▶ **Study material**:
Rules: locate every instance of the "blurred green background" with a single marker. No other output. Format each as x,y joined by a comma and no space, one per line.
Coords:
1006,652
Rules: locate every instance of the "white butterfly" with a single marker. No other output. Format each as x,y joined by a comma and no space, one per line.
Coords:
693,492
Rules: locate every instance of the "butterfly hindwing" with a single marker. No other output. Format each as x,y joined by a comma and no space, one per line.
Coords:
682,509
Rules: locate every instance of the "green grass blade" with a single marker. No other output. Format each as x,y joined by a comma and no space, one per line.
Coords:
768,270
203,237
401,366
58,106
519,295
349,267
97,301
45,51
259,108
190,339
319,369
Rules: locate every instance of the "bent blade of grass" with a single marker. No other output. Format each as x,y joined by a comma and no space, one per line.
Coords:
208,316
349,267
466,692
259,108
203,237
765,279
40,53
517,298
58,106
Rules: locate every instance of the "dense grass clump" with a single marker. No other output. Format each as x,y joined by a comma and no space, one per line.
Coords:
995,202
...
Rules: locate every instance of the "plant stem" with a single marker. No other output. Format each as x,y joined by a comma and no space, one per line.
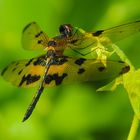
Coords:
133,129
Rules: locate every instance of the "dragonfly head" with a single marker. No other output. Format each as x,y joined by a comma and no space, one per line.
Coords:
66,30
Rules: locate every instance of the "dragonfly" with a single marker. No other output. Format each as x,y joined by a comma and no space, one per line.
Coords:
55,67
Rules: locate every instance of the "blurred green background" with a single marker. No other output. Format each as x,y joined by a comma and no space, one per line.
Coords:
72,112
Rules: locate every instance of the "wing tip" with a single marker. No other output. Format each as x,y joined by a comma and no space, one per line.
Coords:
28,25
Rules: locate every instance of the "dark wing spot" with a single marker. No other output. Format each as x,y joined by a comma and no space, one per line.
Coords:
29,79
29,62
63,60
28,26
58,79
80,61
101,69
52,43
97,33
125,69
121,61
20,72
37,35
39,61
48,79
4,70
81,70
* * *
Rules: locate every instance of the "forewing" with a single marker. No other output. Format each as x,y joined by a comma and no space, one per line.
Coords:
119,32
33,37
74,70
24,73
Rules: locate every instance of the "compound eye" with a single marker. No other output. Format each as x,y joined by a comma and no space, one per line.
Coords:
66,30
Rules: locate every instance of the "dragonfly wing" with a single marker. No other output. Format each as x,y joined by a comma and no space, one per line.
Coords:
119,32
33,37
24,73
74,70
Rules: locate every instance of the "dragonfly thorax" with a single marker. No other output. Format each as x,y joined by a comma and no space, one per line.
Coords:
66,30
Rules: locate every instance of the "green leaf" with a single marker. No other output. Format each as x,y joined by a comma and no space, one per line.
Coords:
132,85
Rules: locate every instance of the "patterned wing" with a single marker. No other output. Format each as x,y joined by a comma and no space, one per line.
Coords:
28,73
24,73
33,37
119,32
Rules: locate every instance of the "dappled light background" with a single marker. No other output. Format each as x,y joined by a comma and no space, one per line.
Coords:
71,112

▶ **Task details**:
Above are some records; copy each line there that contains "butterfly".

▶ **Reply**:
Rules: locate every instance of the "white butterfly" with a single marker. No other output. Format each as x,y joined by a comma and no space, one per line.
Rules: locate every instance of the "butterfly hindwing" with a single marker. No other output. Format each as x,y joined by a comma and no space, one per line.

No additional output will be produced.